* _Input data_
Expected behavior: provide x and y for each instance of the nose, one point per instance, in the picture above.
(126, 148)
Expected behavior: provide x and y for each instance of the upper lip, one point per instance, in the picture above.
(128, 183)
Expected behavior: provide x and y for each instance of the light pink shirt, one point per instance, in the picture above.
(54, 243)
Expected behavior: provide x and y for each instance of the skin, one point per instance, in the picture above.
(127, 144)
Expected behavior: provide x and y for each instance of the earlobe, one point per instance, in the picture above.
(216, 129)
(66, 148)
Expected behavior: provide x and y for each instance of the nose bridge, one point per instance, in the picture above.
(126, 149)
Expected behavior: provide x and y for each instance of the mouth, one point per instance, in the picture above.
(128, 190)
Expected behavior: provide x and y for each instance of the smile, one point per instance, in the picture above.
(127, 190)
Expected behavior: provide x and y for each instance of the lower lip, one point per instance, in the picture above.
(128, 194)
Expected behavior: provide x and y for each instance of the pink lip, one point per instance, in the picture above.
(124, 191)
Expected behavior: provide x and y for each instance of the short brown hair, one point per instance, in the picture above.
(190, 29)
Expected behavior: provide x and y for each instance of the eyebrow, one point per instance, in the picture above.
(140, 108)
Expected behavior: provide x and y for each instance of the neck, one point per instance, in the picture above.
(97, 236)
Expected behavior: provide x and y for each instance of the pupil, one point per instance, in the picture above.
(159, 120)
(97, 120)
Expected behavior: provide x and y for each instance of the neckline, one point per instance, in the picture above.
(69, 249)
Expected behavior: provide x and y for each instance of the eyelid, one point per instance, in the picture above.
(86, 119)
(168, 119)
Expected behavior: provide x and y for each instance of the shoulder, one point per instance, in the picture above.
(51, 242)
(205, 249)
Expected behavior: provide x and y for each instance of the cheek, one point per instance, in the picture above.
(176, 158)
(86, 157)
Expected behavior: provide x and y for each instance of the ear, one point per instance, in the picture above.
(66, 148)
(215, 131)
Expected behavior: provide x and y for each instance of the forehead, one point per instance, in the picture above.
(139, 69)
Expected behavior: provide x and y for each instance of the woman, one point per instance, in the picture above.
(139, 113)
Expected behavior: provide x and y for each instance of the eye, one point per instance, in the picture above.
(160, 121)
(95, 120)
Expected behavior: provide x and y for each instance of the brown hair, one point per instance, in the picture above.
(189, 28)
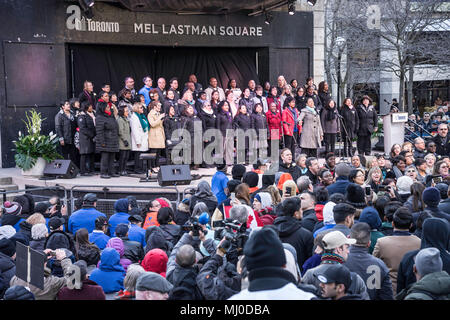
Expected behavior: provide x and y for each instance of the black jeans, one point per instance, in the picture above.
(330, 142)
(107, 163)
(364, 145)
(89, 160)
(123, 158)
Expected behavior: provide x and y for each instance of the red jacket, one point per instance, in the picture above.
(274, 122)
(288, 122)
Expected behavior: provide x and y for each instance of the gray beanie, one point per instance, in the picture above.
(428, 261)
(39, 231)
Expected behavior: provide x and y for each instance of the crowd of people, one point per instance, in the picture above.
(375, 228)
(121, 126)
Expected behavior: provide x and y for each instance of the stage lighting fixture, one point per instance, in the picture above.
(291, 8)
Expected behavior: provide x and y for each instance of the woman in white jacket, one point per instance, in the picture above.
(139, 135)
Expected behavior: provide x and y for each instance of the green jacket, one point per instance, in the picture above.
(434, 286)
(124, 133)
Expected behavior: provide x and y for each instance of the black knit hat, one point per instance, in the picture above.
(355, 196)
(264, 249)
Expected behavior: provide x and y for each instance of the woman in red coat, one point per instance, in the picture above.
(291, 128)
(274, 123)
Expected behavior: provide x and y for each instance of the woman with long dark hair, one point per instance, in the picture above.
(330, 124)
(107, 138)
(350, 122)
(86, 123)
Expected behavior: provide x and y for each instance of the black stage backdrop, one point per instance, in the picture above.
(111, 64)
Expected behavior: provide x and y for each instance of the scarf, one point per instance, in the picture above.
(144, 122)
(331, 258)
(312, 110)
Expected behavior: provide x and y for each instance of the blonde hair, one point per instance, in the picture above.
(35, 219)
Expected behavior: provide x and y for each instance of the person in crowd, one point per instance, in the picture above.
(391, 249)
(99, 236)
(431, 197)
(264, 252)
(432, 282)
(156, 135)
(330, 124)
(107, 137)
(65, 127)
(87, 132)
(312, 135)
(308, 203)
(435, 234)
(312, 93)
(360, 262)
(152, 286)
(213, 85)
(110, 273)
(84, 249)
(336, 250)
(139, 135)
(442, 140)
(291, 231)
(291, 126)
(274, 97)
(368, 123)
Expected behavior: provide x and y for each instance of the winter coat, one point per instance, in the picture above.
(368, 120)
(272, 283)
(107, 138)
(311, 130)
(330, 126)
(358, 286)
(98, 238)
(363, 263)
(351, 121)
(436, 235)
(7, 271)
(117, 244)
(84, 218)
(52, 284)
(274, 124)
(87, 133)
(288, 122)
(64, 126)
(391, 250)
(292, 232)
(88, 253)
(433, 286)
(89, 291)
(124, 133)
(110, 274)
(155, 261)
(156, 136)
(138, 136)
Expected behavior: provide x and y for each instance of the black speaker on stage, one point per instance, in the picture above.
(65, 169)
(178, 174)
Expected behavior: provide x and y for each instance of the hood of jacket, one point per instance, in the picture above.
(110, 260)
(436, 283)
(121, 205)
(370, 216)
(155, 261)
(287, 225)
(117, 244)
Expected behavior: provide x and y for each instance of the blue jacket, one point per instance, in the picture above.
(84, 218)
(373, 271)
(339, 186)
(110, 273)
(136, 233)
(99, 239)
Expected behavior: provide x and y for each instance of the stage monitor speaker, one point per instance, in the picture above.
(65, 169)
(174, 175)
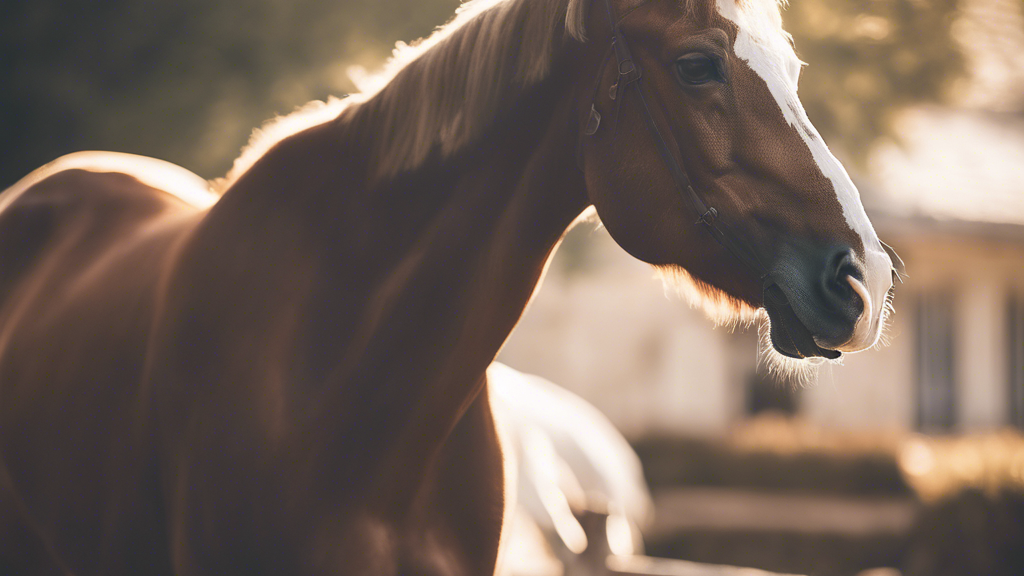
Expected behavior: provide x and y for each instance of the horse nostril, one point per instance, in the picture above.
(840, 268)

* _Problem to work on_
Begin with the line containing "of the blonde" and end with the last line of the material above; return exactly those lines, both ends included, and omit all pictures.

* _Solution to this exercise_
Expected behavior: provide x and y for each instance of the blonde hair, one point per instance, in the picture above.
(35, 219)
Expected behavior: provide x and y for each instance of the person in crowd, one point per instance, in the picture above.
(391, 249)
(99, 236)
(431, 197)
(264, 252)
(432, 282)
(156, 135)
(330, 124)
(107, 137)
(65, 127)
(87, 132)
(312, 135)
(308, 203)
(435, 234)
(312, 93)
(360, 262)
(152, 286)
(213, 85)
(110, 273)
(84, 249)
(336, 250)
(139, 135)
(442, 140)
(291, 231)
(291, 126)
(274, 97)
(368, 123)
Expected behavior: provide x and y for each instance of the winter coat, one point per instance, in the picture above.
(368, 120)
(272, 283)
(107, 138)
(311, 130)
(330, 126)
(358, 286)
(98, 238)
(363, 263)
(351, 121)
(436, 235)
(7, 271)
(117, 244)
(84, 218)
(52, 284)
(274, 124)
(87, 133)
(288, 122)
(64, 126)
(391, 250)
(292, 232)
(88, 253)
(433, 286)
(89, 291)
(124, 133)
(110, 274)
(155, 261)
(156, 136)
(138, 136)
Expected behavior: provide x and y for each instance of the black speaker on stage, one point per instance, in the picture above.
(65, 169)
(178, 174)
Expected behavior: provide x and y for each instance of the hood of jacket, one point per instance, in the picture above.
(110, 260)
(436, 283)
(121, 205)
(370, 216)
(155, 261)
(287, 225)
(117, 244)
Expected behavior: provide x and y for each instance of the blue jacket, one point per instance, in the picture above.
(84, 218)
(373, 271)
(339, 186)
(110, 273)
(136, 233)
(99, 239)
Expected behavior: provide x and y for each instance of the stage monitor speaker, one point per instance, in the picture above.
(65, 169)
(174, 175)
Expected behavior: provide x and y for each instance of the horse nostril, one point per instance, in the picture above.
(840, 268)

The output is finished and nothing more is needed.